[TASKS TO CARRY OUT]
- 1) Copy verbatim the part of the essay on personal boundaries that opens with the words containing "In my journey, I" and closes with "must be done.".
- 2) In the essay on personal boundaries, how many hours a week did the boss say the writer should give the company?
- 3) Continue the essay on personal boundaries, starting after its final sentence.

In my journey, I learned to articulate my boundaries clearly and early, even amidst an ecosystem that seemingly endorsed a blur between professional and personal lives. It wasn’t just about managing time; it was about honoring my space, my mental health, and my well-being. It wasn’t easy. It went against what my conditioned self wanted. But it must be done. 

As I ventured deeper into my forties, I adopted the assertive “no,” delicately balancing it with collaborative spirits. It was a respectful nod to personal limits, a statement that asserted, “I value my work, but I value myself too.” It was being honest with clients and saying “Your project is important but so am I.” It was a steady walk towards fostering a relationships grounded in mutual respect and understanding, which surprisingly led to more productivity and a healthier work environment. As an independent contractor, it also meant sometimes I had to walk away from a project because they could not respect the boundaries I have set. 

Mental Health Consequences of Lack of Boundaries

The landscape without boundaries was a fertile ground for anxiety, stress, and emotional depletion. I was busy writing new chapters in the Book of Burnout. The inability to delineate personal space bore heavily on my mental health, ushering in a spectrum of consequences ranging from burnout, professional failures, failure to complete projects to deteriorating relationships both professionally and personally. 

The mental fatigue from being continually available, from stretching beyond one’s capacity, from never stopping, was often misinterpreted as dedication, a misconceived notion that glorified personal sacrifices. It took years to understand that the blurred boundaries were not an epitome of strength but a precursor to a fragile mental state, teetering on the verge of breaking down.

In my 20s a boss asked me if I enjoyed my job. I said yes. He told me I didn’t show it. Upon pressing further, he told me that although I worked 40 hours a week, he expected far more. He told me it was a time in life where I should give the company 80 hours a week like he did. I complied and was rewarded with a divorce and a $4,000 a year raise after 1 year of 24/7 on call work that often required several hours of remote work a week in the middle of the night and multiple trips to the office in the middle of the night a week. This in addition to my 80 hours in the office. Years later I realized that my boss was awful and his advice was horrible. I can’t get that marriage or those years back. I gave up a lot for $48,000 a year.

Records from a data source
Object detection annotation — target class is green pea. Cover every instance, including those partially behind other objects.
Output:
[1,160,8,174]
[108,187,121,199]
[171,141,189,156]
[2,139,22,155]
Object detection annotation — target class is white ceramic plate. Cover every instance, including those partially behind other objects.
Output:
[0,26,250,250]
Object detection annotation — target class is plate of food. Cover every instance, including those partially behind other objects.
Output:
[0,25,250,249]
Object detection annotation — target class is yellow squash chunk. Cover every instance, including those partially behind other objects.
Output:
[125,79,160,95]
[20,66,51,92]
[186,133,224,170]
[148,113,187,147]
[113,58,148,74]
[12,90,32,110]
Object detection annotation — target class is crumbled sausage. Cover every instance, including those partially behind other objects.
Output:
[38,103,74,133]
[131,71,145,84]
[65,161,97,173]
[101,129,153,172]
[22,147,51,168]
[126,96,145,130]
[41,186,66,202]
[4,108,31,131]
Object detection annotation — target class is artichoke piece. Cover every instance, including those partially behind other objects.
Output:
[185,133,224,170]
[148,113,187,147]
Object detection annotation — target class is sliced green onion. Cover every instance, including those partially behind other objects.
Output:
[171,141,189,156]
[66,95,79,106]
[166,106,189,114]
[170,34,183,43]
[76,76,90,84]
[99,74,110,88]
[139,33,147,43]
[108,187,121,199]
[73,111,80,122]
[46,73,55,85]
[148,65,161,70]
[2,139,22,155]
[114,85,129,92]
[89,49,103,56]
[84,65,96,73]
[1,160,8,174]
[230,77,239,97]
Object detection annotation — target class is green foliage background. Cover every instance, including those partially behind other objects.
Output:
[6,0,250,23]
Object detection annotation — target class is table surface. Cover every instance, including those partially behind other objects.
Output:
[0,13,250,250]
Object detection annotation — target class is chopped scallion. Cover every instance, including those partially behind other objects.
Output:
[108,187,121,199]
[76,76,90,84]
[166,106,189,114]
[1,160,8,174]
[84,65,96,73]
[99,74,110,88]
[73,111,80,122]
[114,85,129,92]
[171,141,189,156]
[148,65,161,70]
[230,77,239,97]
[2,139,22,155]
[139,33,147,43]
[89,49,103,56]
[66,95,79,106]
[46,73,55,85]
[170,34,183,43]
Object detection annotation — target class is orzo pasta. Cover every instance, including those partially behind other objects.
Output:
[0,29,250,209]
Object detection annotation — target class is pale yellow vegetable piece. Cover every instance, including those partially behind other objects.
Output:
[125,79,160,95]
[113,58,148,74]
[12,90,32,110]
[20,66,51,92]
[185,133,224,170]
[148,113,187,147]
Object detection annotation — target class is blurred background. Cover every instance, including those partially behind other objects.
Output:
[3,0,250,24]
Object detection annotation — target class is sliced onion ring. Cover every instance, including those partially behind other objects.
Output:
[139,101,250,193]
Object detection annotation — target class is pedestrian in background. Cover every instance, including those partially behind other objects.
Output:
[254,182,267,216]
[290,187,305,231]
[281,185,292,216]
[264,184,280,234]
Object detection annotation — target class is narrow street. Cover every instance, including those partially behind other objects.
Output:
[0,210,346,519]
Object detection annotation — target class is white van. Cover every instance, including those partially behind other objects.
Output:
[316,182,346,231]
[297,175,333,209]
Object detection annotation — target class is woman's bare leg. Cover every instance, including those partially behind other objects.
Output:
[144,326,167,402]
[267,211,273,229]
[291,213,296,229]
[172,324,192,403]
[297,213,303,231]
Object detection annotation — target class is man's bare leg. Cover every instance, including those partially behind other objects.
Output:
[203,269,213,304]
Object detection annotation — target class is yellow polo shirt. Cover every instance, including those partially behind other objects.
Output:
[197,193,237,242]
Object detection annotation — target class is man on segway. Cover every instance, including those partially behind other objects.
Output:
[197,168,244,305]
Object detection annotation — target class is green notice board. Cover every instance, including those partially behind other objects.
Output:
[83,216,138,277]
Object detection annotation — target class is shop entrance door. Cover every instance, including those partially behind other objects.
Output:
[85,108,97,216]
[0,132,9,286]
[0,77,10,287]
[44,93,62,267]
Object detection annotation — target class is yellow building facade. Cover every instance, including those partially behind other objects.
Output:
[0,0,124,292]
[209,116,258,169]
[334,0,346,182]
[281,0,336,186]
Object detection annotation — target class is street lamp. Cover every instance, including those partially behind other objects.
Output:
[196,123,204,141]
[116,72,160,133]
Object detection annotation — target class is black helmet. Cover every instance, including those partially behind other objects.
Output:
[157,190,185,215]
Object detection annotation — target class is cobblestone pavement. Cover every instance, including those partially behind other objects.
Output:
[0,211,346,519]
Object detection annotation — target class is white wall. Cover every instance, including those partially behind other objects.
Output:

[RESPONSES]
- 1)
In my journey, I learned to articulate my boundaries clearly and early, even amidst an ecosystem that seemingly endorsed a blur between professional and personal lives. It wasn’t just about managing time; it was about honoring my space, my mental health, and my well-being. It wasn’t easy. It went against what my conditioned self wanted. But it must be done.

- 2) 80 hours a week.

- 3)
Practical Ways to Practice Setting Boundaries

In a world where “yes” comes easier, how does one foster the courage to say “no”? Here, I share a few practical insights derived from personal experiences:

  1. Self-awareness: Understand your limits. Know what feels comfortable and what doesn’t. It is the cornerstone of setting boundaries. If you hesitate to answer then there is a good chance the answer should be ‘no’. 
  2. Communication: Express your boundaries clearly and assertively, without feeling guilty. Set your boundaries early in any relationship. 
  3. Consistency: Be consistent in maintaining your boundaries. It is a continual practice, not a one-time event. Establishing boundaries in an existing relationship can be a difficult or uncomfortable task but it is worth it. 
  4. Self-compassion: Be kind to yourself. Setting boundaries is a journey fraught with challenge and often set-backs. . 
  5. Seek Therapy: Sometimes, the roots of the inability to set boundaries lie deep. Therapy can be a safe space to work through these challenges and build healthier patterns. You are worth it and so is the work.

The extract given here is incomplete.